SOURCE PASSAGE:
** Begin **

The present work describes the development and application of experimental and simulative methods to investigate the microscopic heat transport through filled polymers and
across filled polymer to substrate transitions. The aim is to develop a comprehensive understanding of the effects of various polymer, filler, and substrate properties on the effective thermal conductivity and on thermal contact resistance between filled polymers and solid surfaces.

Experimental studies are carried out using the steady-state cylinder method and a newly developed technique based on micro thermography. This enables microscopic resolution of the thermal contact resistances, providing insight into the mechanisms in filled polymer to substrate transitions that were previously unattainable.

In addition, microstructure simulation models assist the investigation into the processes inside the materials that cannot be resolved experimentally. The simulative investigations also allow an isolated analysis of individual influencing variables, which is only possible to a limited extent experimentally due to the versatile property profiles of available fillers. The geometrically detailed microstructure models can be constructed based on measurable material properties such as particle shape plus size distribution or surface structure of a substrate and thus reconstruct the structure of real sample materials.

** End **

TASK 1:
Gather every line of the records below that contains the word "sand", and copy each of those lines in full.

DATASET RECORDS:
** Begin **

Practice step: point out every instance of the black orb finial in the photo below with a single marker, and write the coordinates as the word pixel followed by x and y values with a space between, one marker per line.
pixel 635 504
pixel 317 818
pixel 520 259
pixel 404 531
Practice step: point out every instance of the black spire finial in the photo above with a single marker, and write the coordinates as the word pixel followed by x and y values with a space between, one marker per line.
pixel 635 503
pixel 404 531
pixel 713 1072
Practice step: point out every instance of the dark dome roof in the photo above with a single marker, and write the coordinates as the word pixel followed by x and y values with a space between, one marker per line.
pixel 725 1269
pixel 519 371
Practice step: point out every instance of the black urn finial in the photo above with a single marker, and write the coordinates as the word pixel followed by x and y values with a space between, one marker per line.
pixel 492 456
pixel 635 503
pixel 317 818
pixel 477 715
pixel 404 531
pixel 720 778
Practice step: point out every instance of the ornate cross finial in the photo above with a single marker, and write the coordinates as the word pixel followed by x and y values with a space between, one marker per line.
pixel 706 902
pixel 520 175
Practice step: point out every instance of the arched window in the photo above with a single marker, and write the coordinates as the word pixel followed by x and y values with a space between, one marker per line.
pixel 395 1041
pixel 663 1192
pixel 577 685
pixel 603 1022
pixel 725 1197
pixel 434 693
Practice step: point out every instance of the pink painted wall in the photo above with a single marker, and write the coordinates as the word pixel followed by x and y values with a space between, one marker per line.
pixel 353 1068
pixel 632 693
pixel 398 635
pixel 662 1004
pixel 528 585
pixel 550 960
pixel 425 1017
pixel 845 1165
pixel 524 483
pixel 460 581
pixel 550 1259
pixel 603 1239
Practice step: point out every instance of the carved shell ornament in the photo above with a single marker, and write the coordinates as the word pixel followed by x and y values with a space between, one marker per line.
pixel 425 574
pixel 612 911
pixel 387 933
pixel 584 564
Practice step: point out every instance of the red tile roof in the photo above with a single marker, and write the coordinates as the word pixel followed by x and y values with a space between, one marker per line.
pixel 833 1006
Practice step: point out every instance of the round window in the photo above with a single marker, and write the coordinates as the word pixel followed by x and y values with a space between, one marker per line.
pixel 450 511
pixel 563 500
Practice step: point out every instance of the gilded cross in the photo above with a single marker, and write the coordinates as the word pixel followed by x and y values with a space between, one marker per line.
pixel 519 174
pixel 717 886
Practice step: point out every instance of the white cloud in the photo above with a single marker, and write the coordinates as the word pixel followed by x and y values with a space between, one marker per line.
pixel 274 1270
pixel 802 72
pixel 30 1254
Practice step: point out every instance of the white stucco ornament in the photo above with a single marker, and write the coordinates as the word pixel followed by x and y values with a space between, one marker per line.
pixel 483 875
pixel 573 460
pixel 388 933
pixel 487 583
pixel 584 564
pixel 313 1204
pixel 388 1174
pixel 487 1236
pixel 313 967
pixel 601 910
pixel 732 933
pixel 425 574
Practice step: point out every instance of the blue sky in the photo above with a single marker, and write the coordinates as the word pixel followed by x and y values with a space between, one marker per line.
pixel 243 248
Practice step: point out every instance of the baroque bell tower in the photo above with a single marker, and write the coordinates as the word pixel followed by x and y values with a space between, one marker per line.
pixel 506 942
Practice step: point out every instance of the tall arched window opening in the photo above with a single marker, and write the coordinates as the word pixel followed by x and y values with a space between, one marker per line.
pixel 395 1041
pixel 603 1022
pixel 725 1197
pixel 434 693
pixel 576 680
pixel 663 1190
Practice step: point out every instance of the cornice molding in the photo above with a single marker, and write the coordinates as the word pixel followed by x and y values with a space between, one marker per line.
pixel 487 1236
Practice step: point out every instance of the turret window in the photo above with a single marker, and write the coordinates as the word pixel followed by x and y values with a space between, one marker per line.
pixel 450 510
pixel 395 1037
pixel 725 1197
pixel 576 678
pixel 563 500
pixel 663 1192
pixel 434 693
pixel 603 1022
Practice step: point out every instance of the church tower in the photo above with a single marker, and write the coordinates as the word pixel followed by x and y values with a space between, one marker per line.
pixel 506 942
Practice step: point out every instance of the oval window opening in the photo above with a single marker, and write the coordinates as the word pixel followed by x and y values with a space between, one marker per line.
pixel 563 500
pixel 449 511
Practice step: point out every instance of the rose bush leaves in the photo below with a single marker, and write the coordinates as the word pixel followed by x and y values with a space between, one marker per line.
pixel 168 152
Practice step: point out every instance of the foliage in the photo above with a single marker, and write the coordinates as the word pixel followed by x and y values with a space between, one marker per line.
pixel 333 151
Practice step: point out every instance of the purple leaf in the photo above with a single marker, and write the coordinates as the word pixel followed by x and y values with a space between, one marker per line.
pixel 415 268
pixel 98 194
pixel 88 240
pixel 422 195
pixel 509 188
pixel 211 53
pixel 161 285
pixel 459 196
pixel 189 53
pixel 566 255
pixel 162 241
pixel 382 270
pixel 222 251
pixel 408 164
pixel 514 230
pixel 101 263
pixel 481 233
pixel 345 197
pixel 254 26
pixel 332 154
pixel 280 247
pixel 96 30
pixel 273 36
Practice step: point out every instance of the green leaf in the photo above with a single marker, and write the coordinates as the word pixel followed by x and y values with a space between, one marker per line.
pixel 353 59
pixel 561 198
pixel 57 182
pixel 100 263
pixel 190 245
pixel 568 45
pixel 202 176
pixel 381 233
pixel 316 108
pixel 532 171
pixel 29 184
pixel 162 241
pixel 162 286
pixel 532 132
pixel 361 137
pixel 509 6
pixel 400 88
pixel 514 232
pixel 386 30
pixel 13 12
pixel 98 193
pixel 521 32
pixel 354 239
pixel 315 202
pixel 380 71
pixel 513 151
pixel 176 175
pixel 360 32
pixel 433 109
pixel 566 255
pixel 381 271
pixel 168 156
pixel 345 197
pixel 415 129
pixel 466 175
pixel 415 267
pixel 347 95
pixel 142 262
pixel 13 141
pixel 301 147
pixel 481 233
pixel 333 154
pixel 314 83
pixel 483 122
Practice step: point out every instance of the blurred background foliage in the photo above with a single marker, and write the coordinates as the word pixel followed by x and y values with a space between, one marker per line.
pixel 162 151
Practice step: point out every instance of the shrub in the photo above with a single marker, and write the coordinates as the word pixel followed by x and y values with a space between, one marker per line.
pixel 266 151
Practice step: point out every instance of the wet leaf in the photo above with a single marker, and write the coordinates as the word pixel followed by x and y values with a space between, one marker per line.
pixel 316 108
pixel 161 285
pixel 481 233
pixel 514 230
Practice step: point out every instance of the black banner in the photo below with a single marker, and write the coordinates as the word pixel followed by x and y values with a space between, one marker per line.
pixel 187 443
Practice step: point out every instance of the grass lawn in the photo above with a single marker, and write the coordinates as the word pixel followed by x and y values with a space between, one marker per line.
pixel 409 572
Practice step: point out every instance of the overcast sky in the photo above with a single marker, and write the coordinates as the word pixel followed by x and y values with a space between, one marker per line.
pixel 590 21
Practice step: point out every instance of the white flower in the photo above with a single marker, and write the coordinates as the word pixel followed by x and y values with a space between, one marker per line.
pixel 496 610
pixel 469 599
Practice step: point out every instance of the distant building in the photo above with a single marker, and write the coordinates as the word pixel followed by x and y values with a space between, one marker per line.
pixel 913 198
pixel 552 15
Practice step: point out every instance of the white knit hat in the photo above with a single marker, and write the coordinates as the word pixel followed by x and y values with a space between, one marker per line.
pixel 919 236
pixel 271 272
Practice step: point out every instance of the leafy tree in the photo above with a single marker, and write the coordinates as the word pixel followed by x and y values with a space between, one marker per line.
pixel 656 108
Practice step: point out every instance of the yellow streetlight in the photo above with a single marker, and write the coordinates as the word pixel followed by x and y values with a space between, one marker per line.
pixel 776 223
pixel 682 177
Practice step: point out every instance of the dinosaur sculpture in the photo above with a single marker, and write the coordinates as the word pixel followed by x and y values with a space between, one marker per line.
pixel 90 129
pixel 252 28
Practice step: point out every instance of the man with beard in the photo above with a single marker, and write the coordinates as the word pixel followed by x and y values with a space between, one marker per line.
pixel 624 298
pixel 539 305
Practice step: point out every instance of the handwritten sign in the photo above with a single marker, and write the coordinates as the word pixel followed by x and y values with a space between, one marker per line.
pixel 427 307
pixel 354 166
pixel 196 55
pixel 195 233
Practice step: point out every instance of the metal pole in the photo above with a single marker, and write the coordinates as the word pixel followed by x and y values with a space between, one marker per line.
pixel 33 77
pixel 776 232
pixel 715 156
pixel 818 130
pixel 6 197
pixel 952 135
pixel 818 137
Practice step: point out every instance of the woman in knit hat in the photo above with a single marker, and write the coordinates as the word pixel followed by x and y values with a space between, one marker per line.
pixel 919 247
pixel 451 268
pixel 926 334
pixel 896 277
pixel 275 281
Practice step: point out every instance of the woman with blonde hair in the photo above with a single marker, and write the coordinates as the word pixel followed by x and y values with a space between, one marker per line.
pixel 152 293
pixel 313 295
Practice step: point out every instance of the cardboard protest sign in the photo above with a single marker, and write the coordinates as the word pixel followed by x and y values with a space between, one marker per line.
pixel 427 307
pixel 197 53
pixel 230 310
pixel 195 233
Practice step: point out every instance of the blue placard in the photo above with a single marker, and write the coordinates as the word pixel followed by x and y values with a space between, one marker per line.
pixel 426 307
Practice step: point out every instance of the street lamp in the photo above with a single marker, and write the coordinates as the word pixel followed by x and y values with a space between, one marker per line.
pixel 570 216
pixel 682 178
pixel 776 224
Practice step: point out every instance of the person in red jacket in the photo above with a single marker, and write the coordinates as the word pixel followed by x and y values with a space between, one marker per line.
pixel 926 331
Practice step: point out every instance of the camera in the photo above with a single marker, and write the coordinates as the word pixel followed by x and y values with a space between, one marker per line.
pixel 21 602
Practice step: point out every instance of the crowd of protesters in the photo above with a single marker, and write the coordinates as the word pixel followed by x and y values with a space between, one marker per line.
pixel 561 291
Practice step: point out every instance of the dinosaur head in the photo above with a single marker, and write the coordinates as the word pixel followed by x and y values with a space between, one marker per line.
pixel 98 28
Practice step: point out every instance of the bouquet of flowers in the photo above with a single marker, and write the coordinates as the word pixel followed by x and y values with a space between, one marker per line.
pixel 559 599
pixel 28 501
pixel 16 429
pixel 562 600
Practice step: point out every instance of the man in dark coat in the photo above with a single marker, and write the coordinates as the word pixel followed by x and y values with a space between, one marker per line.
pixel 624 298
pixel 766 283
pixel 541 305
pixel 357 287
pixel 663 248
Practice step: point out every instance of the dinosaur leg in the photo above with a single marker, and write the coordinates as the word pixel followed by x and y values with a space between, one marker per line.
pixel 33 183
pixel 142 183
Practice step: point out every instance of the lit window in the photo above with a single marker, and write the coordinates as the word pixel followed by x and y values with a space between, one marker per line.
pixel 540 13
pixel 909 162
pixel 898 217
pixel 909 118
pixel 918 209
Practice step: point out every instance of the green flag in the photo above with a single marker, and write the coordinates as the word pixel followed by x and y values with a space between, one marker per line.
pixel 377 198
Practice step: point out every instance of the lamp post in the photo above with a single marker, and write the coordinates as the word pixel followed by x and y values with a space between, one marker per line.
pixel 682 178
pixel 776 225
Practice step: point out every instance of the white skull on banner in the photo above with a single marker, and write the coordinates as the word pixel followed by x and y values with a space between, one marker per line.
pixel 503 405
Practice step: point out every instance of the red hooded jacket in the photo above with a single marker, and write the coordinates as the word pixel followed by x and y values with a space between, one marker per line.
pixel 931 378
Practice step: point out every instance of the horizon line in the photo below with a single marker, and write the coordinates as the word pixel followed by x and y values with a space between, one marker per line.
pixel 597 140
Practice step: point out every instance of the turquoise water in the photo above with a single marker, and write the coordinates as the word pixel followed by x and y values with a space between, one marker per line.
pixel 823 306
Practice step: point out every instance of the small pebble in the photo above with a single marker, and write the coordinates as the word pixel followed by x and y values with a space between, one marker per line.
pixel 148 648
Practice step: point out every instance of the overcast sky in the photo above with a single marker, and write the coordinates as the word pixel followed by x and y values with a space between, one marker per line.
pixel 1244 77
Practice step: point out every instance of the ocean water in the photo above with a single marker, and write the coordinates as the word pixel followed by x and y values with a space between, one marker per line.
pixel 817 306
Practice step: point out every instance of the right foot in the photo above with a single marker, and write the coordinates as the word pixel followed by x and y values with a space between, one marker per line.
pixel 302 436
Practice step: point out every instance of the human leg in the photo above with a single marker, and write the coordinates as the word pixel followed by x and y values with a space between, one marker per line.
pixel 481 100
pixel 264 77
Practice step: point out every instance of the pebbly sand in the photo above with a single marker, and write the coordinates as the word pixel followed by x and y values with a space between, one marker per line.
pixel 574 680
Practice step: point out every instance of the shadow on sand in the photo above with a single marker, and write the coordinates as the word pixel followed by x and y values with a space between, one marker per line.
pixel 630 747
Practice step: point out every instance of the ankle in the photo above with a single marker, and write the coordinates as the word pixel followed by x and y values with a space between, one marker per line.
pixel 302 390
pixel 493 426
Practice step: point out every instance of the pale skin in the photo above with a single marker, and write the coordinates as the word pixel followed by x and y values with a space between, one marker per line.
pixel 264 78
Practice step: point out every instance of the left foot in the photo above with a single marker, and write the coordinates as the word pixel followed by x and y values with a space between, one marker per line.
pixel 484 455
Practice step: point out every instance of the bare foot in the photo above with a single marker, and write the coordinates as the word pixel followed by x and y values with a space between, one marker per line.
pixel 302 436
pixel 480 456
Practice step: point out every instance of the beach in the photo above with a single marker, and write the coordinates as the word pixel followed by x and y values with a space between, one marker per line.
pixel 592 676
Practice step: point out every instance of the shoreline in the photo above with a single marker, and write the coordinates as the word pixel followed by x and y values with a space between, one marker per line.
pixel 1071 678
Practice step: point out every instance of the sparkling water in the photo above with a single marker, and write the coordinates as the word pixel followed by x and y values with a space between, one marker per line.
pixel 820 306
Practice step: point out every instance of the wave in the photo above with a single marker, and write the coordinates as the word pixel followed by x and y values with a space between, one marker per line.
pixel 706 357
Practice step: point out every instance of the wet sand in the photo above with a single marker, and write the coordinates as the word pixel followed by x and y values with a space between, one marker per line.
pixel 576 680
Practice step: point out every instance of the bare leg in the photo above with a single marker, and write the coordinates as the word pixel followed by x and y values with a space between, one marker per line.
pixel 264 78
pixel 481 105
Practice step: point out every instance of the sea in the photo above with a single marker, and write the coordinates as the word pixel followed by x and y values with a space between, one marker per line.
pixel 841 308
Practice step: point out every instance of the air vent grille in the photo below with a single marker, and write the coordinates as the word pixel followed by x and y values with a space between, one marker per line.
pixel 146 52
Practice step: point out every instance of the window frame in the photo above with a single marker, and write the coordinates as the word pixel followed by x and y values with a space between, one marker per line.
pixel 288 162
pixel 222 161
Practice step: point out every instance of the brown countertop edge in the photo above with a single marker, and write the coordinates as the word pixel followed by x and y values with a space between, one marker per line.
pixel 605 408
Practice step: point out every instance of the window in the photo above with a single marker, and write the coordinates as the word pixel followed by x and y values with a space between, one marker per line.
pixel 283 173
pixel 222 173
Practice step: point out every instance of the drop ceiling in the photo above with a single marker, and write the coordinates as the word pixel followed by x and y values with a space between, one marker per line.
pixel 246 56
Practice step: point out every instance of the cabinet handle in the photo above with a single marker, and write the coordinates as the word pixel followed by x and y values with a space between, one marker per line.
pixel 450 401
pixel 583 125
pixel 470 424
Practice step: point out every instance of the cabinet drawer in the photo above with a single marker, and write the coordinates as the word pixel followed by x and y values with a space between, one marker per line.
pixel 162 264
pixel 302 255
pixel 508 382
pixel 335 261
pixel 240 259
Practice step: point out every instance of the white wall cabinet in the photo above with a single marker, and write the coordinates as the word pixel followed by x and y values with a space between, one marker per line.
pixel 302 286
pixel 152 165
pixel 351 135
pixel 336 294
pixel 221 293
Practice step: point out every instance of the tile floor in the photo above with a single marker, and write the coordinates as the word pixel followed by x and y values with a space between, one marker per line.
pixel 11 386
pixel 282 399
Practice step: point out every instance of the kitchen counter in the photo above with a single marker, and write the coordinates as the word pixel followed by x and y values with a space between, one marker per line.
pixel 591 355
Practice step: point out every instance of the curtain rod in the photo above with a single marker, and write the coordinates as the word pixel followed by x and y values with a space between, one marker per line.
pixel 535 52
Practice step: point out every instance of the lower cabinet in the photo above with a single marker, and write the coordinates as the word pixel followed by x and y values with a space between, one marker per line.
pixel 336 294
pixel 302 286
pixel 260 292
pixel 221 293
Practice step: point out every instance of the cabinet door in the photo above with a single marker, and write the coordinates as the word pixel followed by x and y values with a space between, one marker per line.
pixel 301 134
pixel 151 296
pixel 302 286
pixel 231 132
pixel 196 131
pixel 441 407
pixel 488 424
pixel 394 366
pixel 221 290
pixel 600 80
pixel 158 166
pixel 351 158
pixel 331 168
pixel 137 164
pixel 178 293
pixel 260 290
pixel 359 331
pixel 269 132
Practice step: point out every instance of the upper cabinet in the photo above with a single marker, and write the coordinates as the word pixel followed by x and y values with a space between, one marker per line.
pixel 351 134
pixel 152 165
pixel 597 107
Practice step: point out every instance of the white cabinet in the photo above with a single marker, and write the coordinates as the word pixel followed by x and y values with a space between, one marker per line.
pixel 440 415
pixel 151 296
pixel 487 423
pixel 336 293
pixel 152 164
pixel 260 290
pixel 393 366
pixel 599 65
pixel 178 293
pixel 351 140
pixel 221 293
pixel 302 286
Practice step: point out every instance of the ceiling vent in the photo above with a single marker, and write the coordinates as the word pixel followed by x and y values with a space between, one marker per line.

** End **

TASK 2:
Continue the passage above on heat transport through filled polymers, starting right after its last sentence.

TASK RESPONSE 1:
Practice step: point out every instance of the pebbly sand in the photo above with a single marker, and write the coordinates as the word pixel followed by x and y values with a space between, one marker per line.
Practice step: point out every instance of the shadow on sand in the photo above with a single marker, and write the coordinates as the word pixel followed by x and y values with a space between, one marker per line.
Practice step: point out every instance of the wet sand in the photo above with a single marker, and write the coordinates as the word pixel followed by x and y values with a space between, one marker per line.

TASK RESPONSE 2:
Generally, the effect of the microscopic packing structure is more significant than that of the thermal properties of polymer, filler, and substrate. Particle morphology, size distribution, packing compaction and phenomena such as agglomeration and sedimentation define how well thermally conductive paths are formed in the material and which filler volume fractions are necessary to achieve the desired effective thermal conductivity. With multiscale filler blends, it is the combination of particle sizes, maximum packing densities and thermal conductivities in the individual fractions that largely affects the achievable effective
thermal conductivity.

Investigations on filled polymer to substrate transitions show that it is primarily the local disturbance of the particle packing structure by the adjacent substrate that leads to increased thermal contact resistance. Narrow particle size distributions and very smooth substrate surfaces favor the formation of a micro-order and intensify the effect, while veryrough substrate surfaces and wide particle size distributions will increase the boundary layer thickness but reduce the thermal contact resistances.

In conclusion, a comprehensive overview of heat conduction in filled polymers is formulated, deriving valuable knowledge
for future material developments.